◆ Source records:
########################################

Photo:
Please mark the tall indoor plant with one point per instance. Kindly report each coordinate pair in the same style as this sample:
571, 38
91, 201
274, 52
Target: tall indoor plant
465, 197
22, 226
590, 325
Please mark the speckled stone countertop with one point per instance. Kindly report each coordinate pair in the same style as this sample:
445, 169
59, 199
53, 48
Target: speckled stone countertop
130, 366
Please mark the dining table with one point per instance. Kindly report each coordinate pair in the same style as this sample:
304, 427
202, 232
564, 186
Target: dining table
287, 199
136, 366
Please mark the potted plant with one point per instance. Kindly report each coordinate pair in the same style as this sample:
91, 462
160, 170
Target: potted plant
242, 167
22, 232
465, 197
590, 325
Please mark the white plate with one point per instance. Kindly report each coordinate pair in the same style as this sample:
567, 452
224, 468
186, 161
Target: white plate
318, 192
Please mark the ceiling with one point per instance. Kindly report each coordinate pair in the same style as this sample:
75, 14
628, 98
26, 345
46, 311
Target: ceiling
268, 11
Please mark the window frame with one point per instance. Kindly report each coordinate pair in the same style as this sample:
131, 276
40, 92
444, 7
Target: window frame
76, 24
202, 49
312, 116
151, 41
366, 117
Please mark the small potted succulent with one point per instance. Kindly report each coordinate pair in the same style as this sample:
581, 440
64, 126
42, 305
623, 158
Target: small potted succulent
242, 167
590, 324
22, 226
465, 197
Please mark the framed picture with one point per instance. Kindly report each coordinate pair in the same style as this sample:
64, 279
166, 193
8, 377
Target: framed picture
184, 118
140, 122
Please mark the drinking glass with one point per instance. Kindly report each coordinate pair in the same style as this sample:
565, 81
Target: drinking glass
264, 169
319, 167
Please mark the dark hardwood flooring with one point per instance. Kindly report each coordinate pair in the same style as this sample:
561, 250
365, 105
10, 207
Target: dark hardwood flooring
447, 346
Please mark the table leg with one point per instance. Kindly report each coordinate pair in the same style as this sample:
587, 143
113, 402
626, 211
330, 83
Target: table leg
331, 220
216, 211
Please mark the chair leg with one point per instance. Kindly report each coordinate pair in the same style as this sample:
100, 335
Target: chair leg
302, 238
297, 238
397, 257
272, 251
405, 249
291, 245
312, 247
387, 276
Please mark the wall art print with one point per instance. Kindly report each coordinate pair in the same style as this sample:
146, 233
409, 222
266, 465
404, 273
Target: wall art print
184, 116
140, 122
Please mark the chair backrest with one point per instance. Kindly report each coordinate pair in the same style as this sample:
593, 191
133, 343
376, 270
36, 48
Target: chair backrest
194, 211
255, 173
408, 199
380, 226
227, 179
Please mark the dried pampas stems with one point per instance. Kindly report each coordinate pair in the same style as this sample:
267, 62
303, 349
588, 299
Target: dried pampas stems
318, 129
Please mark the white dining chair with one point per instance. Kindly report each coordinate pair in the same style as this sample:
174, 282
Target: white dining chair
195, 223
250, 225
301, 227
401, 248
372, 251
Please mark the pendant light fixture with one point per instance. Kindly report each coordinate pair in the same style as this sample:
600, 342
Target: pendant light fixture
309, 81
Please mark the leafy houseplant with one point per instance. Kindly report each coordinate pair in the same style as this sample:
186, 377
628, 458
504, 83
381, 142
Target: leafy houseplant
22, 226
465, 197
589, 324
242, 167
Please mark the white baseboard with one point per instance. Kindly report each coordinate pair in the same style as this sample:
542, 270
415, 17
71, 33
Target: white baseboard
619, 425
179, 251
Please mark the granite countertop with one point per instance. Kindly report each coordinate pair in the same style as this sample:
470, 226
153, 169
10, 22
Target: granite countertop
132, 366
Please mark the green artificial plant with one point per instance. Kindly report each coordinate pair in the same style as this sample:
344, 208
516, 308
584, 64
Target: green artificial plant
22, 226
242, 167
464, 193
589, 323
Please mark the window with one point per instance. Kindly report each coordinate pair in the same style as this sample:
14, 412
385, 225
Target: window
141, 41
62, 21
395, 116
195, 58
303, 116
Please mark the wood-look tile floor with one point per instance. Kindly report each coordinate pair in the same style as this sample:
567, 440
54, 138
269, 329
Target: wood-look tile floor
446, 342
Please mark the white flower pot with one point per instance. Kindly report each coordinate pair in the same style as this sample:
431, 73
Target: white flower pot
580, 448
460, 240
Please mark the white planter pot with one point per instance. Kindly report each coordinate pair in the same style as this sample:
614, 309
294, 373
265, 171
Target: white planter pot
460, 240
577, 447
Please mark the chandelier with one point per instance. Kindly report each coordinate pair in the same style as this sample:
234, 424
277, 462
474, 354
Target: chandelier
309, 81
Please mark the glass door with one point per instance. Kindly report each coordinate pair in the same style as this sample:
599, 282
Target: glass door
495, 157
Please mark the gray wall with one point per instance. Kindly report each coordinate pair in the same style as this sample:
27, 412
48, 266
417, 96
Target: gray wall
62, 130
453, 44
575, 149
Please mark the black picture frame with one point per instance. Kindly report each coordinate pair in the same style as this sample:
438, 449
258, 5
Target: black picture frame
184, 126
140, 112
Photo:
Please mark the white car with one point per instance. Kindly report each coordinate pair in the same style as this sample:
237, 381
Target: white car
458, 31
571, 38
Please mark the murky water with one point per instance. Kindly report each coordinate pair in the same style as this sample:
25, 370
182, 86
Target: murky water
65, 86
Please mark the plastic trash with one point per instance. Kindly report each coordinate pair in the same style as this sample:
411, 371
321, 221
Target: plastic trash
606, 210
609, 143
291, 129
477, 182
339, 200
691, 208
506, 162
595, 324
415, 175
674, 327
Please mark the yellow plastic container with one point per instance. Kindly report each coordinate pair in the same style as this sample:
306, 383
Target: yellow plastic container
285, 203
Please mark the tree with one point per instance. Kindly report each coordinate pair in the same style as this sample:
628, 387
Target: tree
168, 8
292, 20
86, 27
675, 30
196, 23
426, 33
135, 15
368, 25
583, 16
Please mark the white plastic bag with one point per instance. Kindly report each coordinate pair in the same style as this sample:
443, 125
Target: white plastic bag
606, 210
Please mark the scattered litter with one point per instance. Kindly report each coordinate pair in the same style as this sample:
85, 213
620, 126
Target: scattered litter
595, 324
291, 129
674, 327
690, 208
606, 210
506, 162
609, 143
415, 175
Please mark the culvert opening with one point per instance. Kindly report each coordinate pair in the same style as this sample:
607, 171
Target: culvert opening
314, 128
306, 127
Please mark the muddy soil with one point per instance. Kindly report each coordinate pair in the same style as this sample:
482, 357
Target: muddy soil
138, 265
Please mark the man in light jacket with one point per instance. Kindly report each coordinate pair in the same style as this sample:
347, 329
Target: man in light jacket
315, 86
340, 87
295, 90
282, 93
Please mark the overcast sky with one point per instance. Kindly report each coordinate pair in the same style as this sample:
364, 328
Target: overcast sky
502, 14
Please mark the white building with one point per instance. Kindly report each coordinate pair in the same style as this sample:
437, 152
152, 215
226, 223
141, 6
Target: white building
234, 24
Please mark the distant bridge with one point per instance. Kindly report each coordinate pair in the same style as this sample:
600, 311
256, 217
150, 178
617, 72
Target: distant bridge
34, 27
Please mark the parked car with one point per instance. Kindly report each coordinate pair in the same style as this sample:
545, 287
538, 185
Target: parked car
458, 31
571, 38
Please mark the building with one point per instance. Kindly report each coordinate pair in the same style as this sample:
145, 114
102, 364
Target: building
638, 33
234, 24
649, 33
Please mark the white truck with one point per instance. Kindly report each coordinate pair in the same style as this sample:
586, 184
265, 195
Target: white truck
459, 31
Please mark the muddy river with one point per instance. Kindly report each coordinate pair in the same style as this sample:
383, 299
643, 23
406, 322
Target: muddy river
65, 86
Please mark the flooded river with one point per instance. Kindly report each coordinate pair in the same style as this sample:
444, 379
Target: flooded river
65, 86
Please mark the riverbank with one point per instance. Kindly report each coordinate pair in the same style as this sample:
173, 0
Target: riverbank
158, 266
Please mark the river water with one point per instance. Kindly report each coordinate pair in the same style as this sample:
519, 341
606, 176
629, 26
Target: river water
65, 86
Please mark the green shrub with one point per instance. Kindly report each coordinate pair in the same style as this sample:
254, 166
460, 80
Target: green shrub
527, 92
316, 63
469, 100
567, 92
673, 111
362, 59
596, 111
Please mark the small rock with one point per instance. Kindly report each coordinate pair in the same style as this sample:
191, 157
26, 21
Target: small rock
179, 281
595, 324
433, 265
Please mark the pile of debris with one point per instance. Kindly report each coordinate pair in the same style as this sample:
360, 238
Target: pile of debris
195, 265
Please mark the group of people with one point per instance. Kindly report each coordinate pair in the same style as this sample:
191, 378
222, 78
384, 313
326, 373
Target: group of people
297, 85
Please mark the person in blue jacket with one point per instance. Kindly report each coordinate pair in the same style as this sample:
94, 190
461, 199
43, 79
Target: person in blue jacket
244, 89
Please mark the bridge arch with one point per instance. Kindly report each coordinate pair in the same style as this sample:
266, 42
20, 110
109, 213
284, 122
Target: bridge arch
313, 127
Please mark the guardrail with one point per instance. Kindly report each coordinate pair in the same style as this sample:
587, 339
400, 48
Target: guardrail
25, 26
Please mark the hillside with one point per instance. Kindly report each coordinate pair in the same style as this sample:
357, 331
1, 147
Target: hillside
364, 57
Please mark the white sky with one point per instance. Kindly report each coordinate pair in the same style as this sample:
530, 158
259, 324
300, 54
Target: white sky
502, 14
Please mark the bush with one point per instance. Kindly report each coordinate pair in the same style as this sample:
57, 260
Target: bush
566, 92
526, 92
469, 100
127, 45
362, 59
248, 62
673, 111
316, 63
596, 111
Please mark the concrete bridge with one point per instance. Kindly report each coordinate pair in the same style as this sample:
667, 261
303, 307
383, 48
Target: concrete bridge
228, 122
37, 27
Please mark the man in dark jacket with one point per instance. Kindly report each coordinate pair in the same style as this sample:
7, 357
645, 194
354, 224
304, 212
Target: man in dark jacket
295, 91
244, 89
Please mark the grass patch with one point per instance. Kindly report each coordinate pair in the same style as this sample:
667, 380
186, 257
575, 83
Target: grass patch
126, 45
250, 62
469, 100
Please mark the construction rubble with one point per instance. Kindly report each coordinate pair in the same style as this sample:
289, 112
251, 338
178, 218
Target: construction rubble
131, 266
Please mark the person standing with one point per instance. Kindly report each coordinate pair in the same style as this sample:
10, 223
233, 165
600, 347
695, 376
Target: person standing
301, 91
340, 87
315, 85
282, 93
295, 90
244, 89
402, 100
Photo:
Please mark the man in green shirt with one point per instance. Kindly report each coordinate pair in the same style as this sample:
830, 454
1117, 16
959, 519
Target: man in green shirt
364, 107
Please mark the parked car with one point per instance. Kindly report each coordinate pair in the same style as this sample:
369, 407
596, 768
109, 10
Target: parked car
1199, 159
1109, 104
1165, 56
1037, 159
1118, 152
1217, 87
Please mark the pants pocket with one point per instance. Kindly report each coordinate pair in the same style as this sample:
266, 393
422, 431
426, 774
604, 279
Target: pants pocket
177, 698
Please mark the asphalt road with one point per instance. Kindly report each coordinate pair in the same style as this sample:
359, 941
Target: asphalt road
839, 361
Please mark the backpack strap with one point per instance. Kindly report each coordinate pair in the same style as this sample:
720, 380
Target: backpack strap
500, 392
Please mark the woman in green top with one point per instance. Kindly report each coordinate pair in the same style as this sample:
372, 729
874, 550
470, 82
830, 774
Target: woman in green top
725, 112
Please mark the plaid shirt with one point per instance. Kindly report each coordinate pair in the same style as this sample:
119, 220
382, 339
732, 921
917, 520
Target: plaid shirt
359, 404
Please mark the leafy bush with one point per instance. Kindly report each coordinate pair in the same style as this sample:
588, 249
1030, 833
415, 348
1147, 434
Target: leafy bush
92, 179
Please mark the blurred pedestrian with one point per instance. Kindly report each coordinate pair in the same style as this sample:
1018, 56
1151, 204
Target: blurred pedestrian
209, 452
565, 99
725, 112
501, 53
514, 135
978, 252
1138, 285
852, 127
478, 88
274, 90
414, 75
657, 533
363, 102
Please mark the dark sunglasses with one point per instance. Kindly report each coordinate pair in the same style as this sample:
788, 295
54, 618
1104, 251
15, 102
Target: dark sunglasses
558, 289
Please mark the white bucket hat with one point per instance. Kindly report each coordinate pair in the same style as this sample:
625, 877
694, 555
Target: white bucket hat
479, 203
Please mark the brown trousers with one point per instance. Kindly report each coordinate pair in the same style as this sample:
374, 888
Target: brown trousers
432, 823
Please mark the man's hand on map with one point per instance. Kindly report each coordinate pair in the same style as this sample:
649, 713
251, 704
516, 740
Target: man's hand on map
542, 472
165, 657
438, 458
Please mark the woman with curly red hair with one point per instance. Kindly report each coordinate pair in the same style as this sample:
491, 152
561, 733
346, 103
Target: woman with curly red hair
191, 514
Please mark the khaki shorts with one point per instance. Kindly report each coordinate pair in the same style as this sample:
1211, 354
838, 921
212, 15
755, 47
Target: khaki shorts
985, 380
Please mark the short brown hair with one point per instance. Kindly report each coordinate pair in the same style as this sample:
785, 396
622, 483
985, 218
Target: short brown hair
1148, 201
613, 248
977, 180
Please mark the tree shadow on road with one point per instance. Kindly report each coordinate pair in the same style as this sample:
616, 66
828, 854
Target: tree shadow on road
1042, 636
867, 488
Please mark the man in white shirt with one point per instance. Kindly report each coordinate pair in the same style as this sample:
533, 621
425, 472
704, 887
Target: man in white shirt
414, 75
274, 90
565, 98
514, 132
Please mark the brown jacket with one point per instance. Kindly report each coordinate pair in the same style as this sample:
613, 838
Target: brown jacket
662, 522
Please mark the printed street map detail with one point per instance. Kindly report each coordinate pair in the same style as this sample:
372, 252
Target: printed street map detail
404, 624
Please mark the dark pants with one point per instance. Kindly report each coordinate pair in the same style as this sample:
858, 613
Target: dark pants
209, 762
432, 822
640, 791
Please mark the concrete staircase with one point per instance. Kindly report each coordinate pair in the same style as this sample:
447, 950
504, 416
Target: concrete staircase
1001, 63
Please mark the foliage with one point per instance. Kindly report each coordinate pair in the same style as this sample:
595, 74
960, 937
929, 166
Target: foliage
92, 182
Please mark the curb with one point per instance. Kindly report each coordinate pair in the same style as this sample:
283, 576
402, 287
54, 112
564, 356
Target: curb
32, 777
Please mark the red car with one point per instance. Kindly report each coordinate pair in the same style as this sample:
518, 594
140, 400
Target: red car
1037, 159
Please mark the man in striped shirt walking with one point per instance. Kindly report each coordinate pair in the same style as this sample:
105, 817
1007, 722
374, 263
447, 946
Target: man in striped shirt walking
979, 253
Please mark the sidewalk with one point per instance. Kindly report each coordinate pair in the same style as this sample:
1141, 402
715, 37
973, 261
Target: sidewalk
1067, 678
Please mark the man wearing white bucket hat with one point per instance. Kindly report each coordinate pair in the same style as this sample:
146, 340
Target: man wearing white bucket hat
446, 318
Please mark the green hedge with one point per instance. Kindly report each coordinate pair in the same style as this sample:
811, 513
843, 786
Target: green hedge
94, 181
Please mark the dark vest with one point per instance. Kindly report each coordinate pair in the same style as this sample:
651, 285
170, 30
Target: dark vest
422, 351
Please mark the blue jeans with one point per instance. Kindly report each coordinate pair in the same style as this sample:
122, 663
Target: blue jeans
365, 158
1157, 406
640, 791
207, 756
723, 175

########################################

◆ GIVEN INSTRUCTION: Only the lines from the one with "Please mark the sidewalk" through the end of the material are wanted; copy them exactly, both ends included.

◆ EXPECTED ANSWER:
Please mark the sidewalk with one point per instance. Kindly report each coordinate pair in the same style as this sample:
1141, 402
715, 37
973, 261
Target: sidewalk
1067, 678
Please mark the man wearing white bucket hat with one point per instance. Kindly report each coordinate pair in the same style as this sample:
146, 340
Target: man wearing white bucket hat
446, 318
Please mark the green hedge with one point per instance. Kindly report each coordinate pair in the same style as this sample:
811, 513
843, 786
Target: green hedge
94, 181
Please mark the dark vest with one point per instance. Kindly report each coordinate pair in the same style as this sample:
651, 285
170, 30
Target: dark vest
422, 351
Please mark the blue jeans with one point per instance. Kindly report each coordinate pair in the same style as this sample:
122, 663
Target: blue jeans
365, 158
1157, 406
640, 791
207, 756
723, 175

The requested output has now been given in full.